- **Work instructions**:
Extract all data as written.

- **Listed records**:

----

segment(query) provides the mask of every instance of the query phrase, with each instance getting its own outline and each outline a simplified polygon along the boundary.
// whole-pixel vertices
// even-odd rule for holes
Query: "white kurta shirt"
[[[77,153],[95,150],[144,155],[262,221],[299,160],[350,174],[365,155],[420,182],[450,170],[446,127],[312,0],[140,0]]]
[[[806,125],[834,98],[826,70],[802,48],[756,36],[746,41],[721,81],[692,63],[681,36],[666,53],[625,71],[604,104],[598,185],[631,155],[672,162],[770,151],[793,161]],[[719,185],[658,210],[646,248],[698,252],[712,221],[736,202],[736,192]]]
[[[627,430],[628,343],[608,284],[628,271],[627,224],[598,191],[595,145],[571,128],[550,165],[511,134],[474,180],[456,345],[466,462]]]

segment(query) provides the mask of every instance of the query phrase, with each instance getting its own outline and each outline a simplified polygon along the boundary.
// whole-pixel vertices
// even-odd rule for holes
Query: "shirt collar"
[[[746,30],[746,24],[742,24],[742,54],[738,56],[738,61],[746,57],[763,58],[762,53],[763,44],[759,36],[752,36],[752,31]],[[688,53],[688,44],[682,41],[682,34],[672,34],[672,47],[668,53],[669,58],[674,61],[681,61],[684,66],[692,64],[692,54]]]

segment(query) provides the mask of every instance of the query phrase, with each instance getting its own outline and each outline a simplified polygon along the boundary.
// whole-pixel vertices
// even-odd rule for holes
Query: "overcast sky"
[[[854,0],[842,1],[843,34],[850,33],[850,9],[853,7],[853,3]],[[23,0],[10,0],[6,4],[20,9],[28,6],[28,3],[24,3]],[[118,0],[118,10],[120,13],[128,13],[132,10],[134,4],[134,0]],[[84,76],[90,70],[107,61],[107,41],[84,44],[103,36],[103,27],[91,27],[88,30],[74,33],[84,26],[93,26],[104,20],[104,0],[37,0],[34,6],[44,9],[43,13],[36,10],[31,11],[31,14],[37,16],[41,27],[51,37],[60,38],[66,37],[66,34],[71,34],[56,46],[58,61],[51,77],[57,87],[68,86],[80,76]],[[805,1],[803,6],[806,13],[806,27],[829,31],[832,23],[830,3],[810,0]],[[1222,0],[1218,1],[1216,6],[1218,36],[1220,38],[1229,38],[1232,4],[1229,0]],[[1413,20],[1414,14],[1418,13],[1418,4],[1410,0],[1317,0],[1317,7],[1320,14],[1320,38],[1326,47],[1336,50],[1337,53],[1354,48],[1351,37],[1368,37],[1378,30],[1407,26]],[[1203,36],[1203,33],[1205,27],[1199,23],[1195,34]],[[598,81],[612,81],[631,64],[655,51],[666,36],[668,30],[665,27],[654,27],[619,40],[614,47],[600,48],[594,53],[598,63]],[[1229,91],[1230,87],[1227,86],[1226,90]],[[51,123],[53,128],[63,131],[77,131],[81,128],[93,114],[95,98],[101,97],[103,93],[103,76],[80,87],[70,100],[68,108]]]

----

- **Solution**:
segment(query) provides the mask of every instance of the query phrase, with each instance getting its own outline and each outline a simplified polygon along the boundary.
// whole-pixel vertices
// even-odd rule for holes
Query: "white kurta shirt"
[[[77,153],[95,150],[144,155],[262,221],[299,160],[350,174],[365,155],[420,182],[450,170],[446,127],[312,0],[140,0]]]
[[[806,125],[834,98],[826,70],[802,48],[756,36],[746,41],[721,81],[692,63],[681,36],[666,53],[625,71],[604,104],[598,185],[631,155],[672,162],[770,151],[793,161]],[[719,185],[658,210],[646,248],[698,252],[712,221],[736,202],[736,192]]]
[[[627,430],[628,343],[608,284],[628,271],[627,224],[598,191],[595,145],[571,128],[550,165],[511,134],[474,180],[456,345],[466,462]]]

segment(query) provides the mask of every instance of the query phrase, with each instance getting its own outline and each outline a simplified polygon along the boundary.
// whole-pixel vertices
// even-odd rule for holes
Query: "shirt collar"
[[[746,30],[746,24],[742,24],[742,54],[738,56],[738,61],[746,57],[763,58],[762,53],[763,44],[759,36],[752,36],[752,31]],[[688,53],[688,44],[682,41],[682,34],[672,34],[672,47],[668,53],[669,58],[674,61],[681,61],[684,66],[692,64],[692,54]]]

segment(query) provides the mask of every instance of the query phrase, with each instance getting its own outline and each outline a simplified polygon along the boundary.
// whole-pixel vertices
// even-odd rule for holes
Query: "overcast sky"
[[[854,0],[842,1],[843,34],[850,33],[850,9],[853,7],[853,3]],[[23,0],[10,0],[6,4],[20,9],[28,6],[28,3],[24,3]],[[118,0],[118,10],[120,13],[128,13],[132,10],[134,4],[134,0]],[[84,76],[90,70],[107,61],[107,41],[84,44],[103,36],[103,27],[91,27],[88,30],[74,33],[84,26],[93,26],[104,20],[104,0],[37,0],[34,6],[44,9],[43,13],[36,10],[31,11],[31,14],[37,16],[41,27],[51,37],[60,38],[66,37],[66,34],[71,34],[56,46],[58,61],[51,77],[57,87],[68,86],[80,76]],[[805,1],[803,6],[806,13],[806,27],[829,31],[832,23],[830,3],[810,0]],[[1222,0],[1218,1],[1216,6],[1218,36],[1220,38],[1229,38],[1232,4],[1229,0]],[[1413,20],[1414,14],[1418,13],[1418,4],[1410,0],[1317,0],[1317,7],[1320,14],[1320,38],[1326,47],[1336,50],[1337,53],[1354,48],[1351,37],[1368,37],[1378,30],[1407,26]],[[1203,36],[1203,33],[1205,27],[1199,23],[1195,34]],[[598,81],[612,81],[631,64],[655,51],[666,36],[668,30],[665,27],[654,27],[619,40],[614,47],[600,48],[594,53],[598,63]],[[1229,91],[1230,87],[1227,86],[1226,90]],[[51,123],[53,128],[63,131],[77,131],[81,128],[93,114],[95,98],[101,97],[103,93],[103,76],[80,87],[70,100],[68,108]]]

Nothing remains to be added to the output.